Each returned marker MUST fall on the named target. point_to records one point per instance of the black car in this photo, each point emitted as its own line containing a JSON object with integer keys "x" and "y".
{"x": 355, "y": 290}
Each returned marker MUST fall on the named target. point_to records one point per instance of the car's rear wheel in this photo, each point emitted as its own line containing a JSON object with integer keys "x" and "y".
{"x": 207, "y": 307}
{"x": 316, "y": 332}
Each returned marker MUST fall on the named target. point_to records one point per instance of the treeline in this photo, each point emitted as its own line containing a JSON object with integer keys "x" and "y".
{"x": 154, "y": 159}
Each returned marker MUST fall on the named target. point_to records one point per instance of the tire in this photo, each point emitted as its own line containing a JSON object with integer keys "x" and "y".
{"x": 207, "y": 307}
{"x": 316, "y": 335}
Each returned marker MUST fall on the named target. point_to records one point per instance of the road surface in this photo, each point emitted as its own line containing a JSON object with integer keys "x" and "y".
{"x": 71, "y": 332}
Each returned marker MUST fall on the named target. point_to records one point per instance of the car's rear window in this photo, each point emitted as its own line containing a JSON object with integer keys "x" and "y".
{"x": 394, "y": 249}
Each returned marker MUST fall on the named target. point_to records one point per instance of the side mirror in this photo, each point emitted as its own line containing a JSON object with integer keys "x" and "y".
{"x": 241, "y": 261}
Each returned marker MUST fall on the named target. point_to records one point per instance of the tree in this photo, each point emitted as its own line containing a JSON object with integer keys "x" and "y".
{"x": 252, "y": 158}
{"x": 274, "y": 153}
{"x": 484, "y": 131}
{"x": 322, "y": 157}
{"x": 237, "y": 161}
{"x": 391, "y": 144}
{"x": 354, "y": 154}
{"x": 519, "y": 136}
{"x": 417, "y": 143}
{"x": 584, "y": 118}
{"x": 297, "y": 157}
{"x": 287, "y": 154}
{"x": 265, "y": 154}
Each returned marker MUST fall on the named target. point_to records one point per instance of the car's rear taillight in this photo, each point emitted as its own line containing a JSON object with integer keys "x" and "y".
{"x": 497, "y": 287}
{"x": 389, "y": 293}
---
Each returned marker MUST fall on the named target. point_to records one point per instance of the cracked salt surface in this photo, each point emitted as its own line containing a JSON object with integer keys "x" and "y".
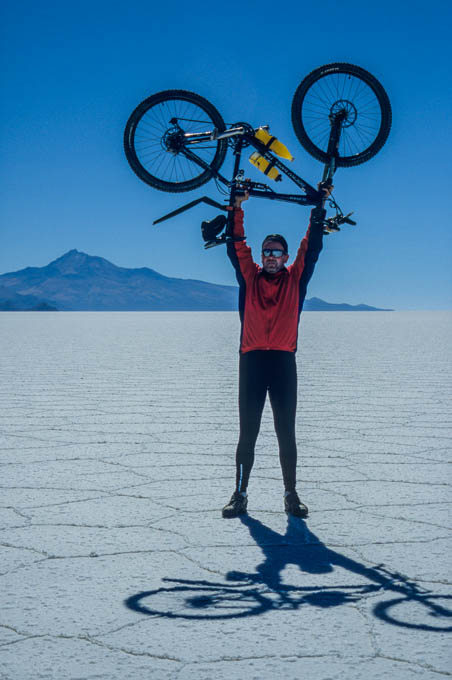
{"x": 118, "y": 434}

• _THE TASK_
How many lines in the listing above contain the word "window"? Reply with the number alone.

• _OUTPUT FOR THIS EXERCISE_
1